Material for the task →
• • • •

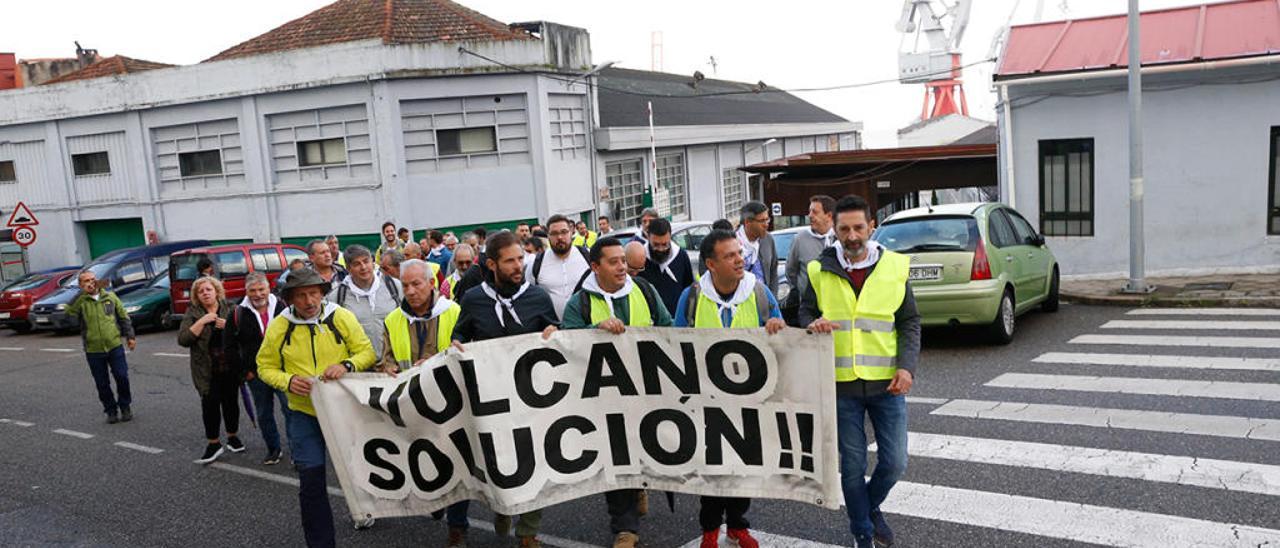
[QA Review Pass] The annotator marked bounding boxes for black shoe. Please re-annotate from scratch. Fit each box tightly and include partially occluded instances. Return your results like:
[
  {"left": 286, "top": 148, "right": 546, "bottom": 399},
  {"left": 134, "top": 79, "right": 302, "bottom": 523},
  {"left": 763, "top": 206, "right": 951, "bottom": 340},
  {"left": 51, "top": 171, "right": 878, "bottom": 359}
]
[
  {"left": 120, "top": 408, "right": 133, "bottom": 422},
  {"left": 106, "top": 412, "right": 120, "bottom": 424},
  {"left": 226, "top": 436, "right": 245, "bottom": 453},
  {"left": 854, "top": 534, "right": 874, "bottom": 548},
  {"left": 263, "top": 449, "right": 282, "bottom": 466},
  {"left": 195, "top": 443, "right": 224, "bottom": 465},
  {"left": 870, "top": 509, "right": 895, "bottom": 547}
]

• • • •

Exercise aim → Write out the material above without changing a word, and skip any picture.

Problem solution →
[QA Review Pass] The annotator marked bounding boxes for black shoe. Please re-annotate from scratch. Fit each box tightly and include partially occluded instances. Return your results like:
[
  {"left": 286, "top": 148, "right": 546, "bottom": 399},
  {"left": 134, "top": 79, "right": 302, "bottom": 523},
  {"left": 763, "top": 206, "right": 951, "bottom": 340},
  {"left": 51, "top": 171, "right": 878, "bottom": 359}
]
[
  {"left": 120, "top": 408, "right": 133, "bottom": 422},
  {"left": 106, "top": 412, "right": 120, "bottom": 424},
  {"left": 226, "top": 436, "right": 245, "bottom": 453},
  {"left": 854, "top": 534, "right": 874, "bottom": 548},
  {"left": 263, "top": 449, "right": 282, "bottom": 466},
  {"left": 195, "top": 443, "right": 224, "bottom": 465},
  {"left": 870, "top": 509, "right": 895, "bottom": 547}
]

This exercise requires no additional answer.